Prompt:
Express the data from the line containing "Where can the rear" through the end of the data as a two-column CSV with columns named request and answer. Give one row per request, with its text and its answer each in one quoted field, and replace line breaks with spaces.

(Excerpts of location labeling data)
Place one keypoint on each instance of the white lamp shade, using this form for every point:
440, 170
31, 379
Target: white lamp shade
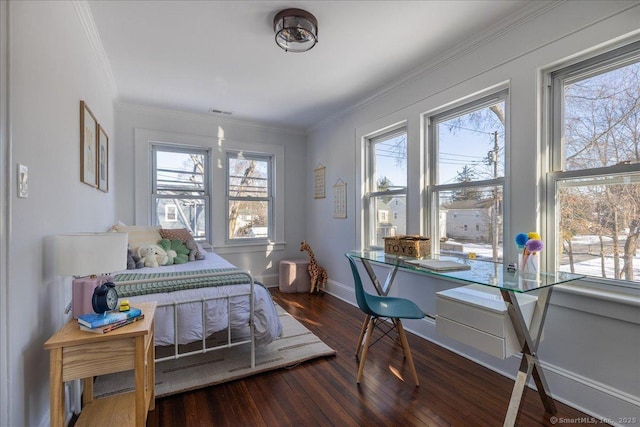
84, 254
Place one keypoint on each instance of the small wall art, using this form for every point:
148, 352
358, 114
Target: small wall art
340, 199
103, 160
88, 146
319, 175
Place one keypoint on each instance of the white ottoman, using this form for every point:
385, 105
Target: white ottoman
294, 275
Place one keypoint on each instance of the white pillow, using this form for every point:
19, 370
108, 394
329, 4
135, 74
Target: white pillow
139, 235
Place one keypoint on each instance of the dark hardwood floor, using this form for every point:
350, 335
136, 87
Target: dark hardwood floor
453, 390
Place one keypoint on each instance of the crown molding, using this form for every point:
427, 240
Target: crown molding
517, 19
206, 118
95, 42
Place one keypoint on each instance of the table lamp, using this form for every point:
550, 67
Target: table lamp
88, 257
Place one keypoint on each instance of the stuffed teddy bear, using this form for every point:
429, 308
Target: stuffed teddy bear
194, 250
133, 261
153, 255
176, 251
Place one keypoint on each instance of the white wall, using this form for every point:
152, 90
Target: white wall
52, 67
591, 358
218, 133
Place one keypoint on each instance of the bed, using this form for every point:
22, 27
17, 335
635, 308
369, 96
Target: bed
199, 299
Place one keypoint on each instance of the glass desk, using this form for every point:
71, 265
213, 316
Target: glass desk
494, 275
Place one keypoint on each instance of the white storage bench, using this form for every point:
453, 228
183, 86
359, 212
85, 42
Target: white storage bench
477, 316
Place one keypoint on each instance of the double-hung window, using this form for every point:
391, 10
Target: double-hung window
466, 151
386, 198
180, 188
593, 185
249, 196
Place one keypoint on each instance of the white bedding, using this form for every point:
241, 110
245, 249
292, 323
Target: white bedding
267, 323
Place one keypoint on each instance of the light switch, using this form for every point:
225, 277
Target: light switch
23, 181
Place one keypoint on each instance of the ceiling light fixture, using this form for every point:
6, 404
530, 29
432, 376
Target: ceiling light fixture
296, 30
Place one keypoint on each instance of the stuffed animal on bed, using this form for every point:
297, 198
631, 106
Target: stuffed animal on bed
177, 252
133, 261
194, 250
152, 255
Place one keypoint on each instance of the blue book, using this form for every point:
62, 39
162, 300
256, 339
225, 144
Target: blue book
95, 320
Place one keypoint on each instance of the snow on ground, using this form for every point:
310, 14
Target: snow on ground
589, 265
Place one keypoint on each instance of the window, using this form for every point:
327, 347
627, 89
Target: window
387, 186
594, 174
466, 148
249, 196
180, 188
170, 213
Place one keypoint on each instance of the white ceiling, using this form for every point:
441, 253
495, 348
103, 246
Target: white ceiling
197, 55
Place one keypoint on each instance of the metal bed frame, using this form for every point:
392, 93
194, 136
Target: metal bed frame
204, 348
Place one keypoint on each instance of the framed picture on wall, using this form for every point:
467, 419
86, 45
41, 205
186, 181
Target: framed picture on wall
88, 146
319, 181
103, 160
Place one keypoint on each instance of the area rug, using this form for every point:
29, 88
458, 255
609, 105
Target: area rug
296, 345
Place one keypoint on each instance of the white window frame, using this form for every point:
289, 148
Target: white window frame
234, 154
433, 190
206, 191
142, 188
553, 80
368, 231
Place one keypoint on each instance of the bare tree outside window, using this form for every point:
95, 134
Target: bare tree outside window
598, 175
180, 188
249, 196
468, 145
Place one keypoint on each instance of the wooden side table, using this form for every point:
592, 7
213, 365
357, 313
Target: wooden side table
76, 354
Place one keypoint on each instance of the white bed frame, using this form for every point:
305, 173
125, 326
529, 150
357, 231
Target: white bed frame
204, 348
74, 389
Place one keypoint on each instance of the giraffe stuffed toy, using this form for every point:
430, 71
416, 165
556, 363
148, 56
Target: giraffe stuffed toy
318, 274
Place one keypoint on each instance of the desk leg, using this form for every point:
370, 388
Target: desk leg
380, 289
361, 337
56, 388
530, 365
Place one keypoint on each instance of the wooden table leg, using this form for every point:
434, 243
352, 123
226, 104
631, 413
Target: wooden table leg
141, 416
56, 388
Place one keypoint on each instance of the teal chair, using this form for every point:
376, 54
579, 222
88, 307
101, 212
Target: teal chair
383, 307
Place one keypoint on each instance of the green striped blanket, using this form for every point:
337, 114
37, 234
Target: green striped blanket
165, 283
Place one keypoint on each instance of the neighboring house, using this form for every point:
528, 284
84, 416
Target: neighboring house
392, 218
471, 220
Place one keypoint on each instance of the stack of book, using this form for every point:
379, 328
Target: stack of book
103, 323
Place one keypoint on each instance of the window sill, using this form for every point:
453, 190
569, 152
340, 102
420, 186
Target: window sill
620, 303
235, 248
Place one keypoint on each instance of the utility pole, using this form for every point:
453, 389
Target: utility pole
493, 158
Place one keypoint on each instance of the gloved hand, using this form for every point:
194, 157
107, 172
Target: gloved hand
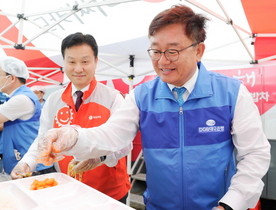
21, 170
217, 208
54, 142
86, 165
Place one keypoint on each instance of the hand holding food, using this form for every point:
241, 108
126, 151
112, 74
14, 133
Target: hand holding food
21, 170
54, 142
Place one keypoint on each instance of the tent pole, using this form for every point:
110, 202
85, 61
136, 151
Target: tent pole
129, 156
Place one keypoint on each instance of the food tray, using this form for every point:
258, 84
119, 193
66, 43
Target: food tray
69, 194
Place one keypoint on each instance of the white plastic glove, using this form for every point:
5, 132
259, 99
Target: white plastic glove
54, 142
217, 208
86, 165
21, 170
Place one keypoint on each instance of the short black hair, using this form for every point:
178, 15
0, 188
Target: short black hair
79, 39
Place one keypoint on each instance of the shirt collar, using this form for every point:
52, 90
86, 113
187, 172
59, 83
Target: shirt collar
74, 89
190, 84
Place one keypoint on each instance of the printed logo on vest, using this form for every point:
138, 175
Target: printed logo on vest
211, 127
63, 117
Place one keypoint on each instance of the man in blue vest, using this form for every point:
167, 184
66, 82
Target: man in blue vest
191, 120
20, 114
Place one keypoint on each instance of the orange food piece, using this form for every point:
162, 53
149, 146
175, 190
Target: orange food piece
46, 183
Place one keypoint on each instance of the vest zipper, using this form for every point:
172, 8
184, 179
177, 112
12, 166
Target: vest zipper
181, 136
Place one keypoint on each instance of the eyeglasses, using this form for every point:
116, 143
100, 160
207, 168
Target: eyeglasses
170, 54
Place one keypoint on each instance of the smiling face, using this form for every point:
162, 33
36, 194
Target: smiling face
178, 72
80, 65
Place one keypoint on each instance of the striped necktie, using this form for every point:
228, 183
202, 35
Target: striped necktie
79, 99
180, 92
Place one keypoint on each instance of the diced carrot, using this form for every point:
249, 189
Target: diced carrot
46, 183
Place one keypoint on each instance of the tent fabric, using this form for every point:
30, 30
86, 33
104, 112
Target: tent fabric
260, 16
32, 58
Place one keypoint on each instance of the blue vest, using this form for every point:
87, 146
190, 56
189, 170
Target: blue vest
18, 135
188, 150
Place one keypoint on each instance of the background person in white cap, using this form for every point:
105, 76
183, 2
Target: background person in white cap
20, 114
39, 90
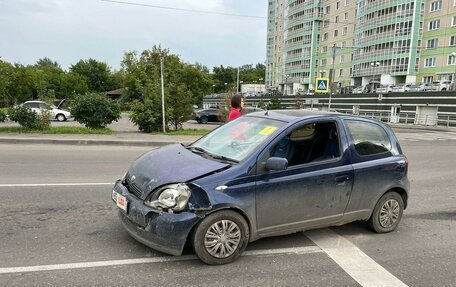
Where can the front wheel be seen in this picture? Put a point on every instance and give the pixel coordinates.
(387, 213)
(221, 237)
(204, 120)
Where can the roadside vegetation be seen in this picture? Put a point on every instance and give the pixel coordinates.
(57, 130)
(85, 84)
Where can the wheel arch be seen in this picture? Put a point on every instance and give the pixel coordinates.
(232, 208)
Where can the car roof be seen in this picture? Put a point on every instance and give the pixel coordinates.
(292, 114)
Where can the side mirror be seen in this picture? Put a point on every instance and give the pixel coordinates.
(276, 163)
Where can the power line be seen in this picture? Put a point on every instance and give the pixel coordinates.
(182, 9)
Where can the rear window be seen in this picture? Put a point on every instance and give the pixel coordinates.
(368, 138)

Task answer:
request,answer
"Where can the rear window be seen in this picture? Put a point on every instance and give the pixel coordinates.","(368, 138)"